=== Section Start ===

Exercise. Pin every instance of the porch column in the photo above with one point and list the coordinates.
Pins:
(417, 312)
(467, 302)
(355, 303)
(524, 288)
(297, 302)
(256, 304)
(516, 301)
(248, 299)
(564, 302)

=== Section End ===

▶ **What the exercise asks**: All lines in the material are to be returned exactly.

▶ **Problem solution**:
Exercise. Pin every instance of the porch column in the photo above with one point and list the coordinates.
Pins:
(417, 312)
(467, 302)
(355, 303)
(524, 288)
(297, 302)
(256, 304)
(516, 301)
(248, 299)
(564, 302)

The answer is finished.